::: Page text :::
During the Yom Kippur War the brigade fought under the command of Col. Avigdor Ben-Gal in the northern sector of the Golan Heights. The 77th Battalion, led by Lt. Col. Avigdor Kahalani, together with tanks from other brigades was successful in one of the main battles - the battle of the Valley of Tears, stopping the Syrian onslaught. For this Kahalani received the Medal of Valor. At the same time the 82nd Battalion was engaged in combat in the southern sector of the plateau.

During the battles that saw Israel advance into Syria and establish an enclave there, from 11 OCtober 1973 the brigade fought in the northern sector of the attack and reached the village of Mazra'at Beit Jann on the slopes of Mount Hermon. Other units from the brigade were part of those advancing into the southern sector of the enclave.

The brigade is permanently stationed in the Golan Heights starting from the time of the Yom Kippur War up to the present.

The First Lebanon War

During the First Lebanon War the brigade was under the command of Col. Eitan Keinan and from the slopes of the Hermon, along the route of the villages of Ein Ata and Yatta, the brigade was composed of three battalion combat teams: the 75th Battalion under the command of Ziv Halevy, the 82nd Battalion under the command of Dor Mosel, and an improvised battalion (which included a company from the 75th battalion and a company from the 82nd) commanded by Nitzan Sela and Gershon Hacohen, additionally the 9264th Paratrooper Brigade under the command of Yitzhak Nudelman was attached to the brigade. The 77th Battalion commanded by Dubik Tal was comprised of two operational companies and a company of small-unit trainers (career path ??), a company of armored infantry with APCs and two engineering platoons which all fought under the command of other units in the central sector of Lebanon. On the eve of the Lebanon War the battalion was assigned to the 769th Brigade commanded by Shaul Mofaz. When the fighting began the battalion was operating in the western sector of the Bekaa where it took control of the villages of Aysheya, Reihan, Aramata and Ein a-Tina. During the fighti8ng the battalion was transferred to the Dani Vardi and Yossi Peled Task Force which operated in the area of Lake Karoun.
:::
=== Goal ===
Reproduce the brigade history between "During the Yom" and "of the enclave.", inclusive, with "Medal of Valor" changed to "Medal of Courage".
::: Dataset records :::
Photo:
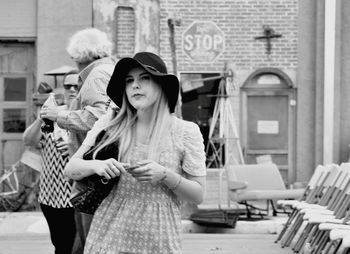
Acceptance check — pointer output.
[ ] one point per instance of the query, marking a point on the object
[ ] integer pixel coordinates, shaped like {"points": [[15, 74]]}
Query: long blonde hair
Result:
:::
::: Dataset records :::
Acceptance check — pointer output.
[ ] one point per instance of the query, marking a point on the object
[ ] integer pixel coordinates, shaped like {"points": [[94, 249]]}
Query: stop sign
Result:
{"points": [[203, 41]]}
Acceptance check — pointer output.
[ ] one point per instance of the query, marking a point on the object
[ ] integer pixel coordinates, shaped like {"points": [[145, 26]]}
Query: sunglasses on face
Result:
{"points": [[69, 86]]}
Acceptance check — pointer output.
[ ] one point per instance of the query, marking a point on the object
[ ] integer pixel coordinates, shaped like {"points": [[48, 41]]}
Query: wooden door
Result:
:::
=== Written solution ===
During the Yom Kippur War the brigade fought under the command of Col. Avigdor Ben-Gal in the northern sector of the Golan Heights. The 77th Battalion, led by Lt. Col. Avigdor Kahalani, together with tanks from other brigades was successful in one of the main battles - the battle of the Valley of Tears, stopping the Syrian onslaught. For this Kahalani received the Medal of Courage. At the same time the 82nd Battalion was engaged in combat in the southern sector of the plateau.

During the battles that saw Israel advance into Syria and establish an enclave there, from 11 OCtober 1973 the brigade fought in the northern sector of the attack and reached the village of Mazra'at Beit Jann on the slopes of Mount Hermon. Other units from the brigade were part of those advancing into the southern sector of the enclave.